Nothing in the data may be changed; retype all of it.

************

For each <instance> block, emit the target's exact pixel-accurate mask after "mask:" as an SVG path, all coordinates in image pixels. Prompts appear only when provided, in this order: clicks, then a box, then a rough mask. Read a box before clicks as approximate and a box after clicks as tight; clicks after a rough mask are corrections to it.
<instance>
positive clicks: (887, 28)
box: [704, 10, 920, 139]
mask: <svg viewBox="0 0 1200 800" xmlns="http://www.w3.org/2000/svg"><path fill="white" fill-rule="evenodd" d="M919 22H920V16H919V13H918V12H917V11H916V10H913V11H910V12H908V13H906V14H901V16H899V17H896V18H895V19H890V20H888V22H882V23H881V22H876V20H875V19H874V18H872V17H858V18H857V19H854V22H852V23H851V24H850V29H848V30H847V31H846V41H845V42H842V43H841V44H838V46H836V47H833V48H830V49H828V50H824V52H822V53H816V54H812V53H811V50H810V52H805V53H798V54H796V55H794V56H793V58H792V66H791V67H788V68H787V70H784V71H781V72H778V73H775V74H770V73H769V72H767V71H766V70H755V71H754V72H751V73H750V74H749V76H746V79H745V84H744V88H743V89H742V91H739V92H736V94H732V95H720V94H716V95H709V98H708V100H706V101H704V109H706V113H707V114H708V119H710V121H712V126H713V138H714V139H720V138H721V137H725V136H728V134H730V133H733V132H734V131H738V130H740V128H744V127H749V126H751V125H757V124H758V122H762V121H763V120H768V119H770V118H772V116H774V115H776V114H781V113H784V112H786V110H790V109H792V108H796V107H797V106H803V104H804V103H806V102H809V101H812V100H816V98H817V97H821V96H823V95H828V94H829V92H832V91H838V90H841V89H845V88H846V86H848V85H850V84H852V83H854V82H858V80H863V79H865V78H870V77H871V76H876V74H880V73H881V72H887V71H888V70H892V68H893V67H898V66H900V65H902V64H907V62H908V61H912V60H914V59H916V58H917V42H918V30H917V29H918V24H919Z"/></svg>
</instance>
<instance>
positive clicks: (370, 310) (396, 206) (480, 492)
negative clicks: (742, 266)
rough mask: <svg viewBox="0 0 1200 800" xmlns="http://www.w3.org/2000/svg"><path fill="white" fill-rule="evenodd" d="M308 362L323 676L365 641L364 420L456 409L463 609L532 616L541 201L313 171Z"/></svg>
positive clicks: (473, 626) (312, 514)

************

**Finished task:**
For each <instance> block, emit the target's exact pixel-accurate mask after "mask:" as an SVG path, all coordinates in image pixels. Prompts appear only when provided, in this order: clicks, then a box, then a rough mask. Read a box before clicks as approximate and a box after clicks as tight; clicks after a rough mask are corrections to it.
<instance>
positive clicks: (887, 28)
box: [704, 10, 920, 139]
mask: <svg viewBox="0 0 1200 800" xmlns="http://www.w3.org/2000/svg"><path fill="white" fill-rule="evenodd" d="M919 22H920V16H919V13H918V12H917V11H916V10H913V11H910V12H908V13H906V14H901V16H899V17H896V18H895V19H890V20H888V22H882V23H881V22H876V20H875V19H874V18H872V17H858V18H857V19H854V22H852V23H851V24H850V29H848V30H847V31H846V41H845V42H842V43H841V44H838V46H836V47H833V48H830V49H828V50H824V52H822V53H816V54H812V53H811V50H810V52H805V53H798V54H796V55H794V56H793V58H792V66H791V67H788V68H787V70H784V71H781V72H778V73H775V74H770V73H769V72H767V71H766V70H755V71H754V72H751V73H750V74H749V76H746V79H745V84H744V88H743V89H742V91H739V92H736V94H732V95H720V94H716V95H709V98H708V100H706V101H704V109H706V113H707V114H708V119H710V121H712V126H713V138H714V139H720V138H721V137H725V136H728V134H730V133H733V132H734V131H738V130H740V128H744V127H749V126H751V125H757V124H758V122H762V121H763V120H768V119H770V118H772V116H774V115H776V114H781V113H784V112H786V110H790V109H792V108H796V107H797V106H803V104H804V103H806V102H809V101H812V100H816V98H817V97H821V96H823V95H828V94H829V92H832V91H838V90H841V89H845V88H846V86H848V85H850V84H852V83H854V82H858V80H863V79H865V78H870V77H871V76H876V74H880V73H881V72H887V71H888V70H892V68H893V67H898V66H900V65H902V64H907V62H908V61H912V60H914V59H916V58H917V42H918V30H917V29H918V24H919Z"/></svg>
</instance>
<instance>
positive clicks: (370, 310) (396, 206) (480, 492)
negative clicks: (742, 266)
rough mask: <svg viewBox="0 0 1200 800" xmlns="http://www.w3.org/2000/svg"><path fill="white" fill-rule="evenodd" d="M308 362L323 676L365 641L364 420L456 409L463 609L532 616L541 201L313 171Z"/></svg>
positive clicks: (473, 626) (312, 514)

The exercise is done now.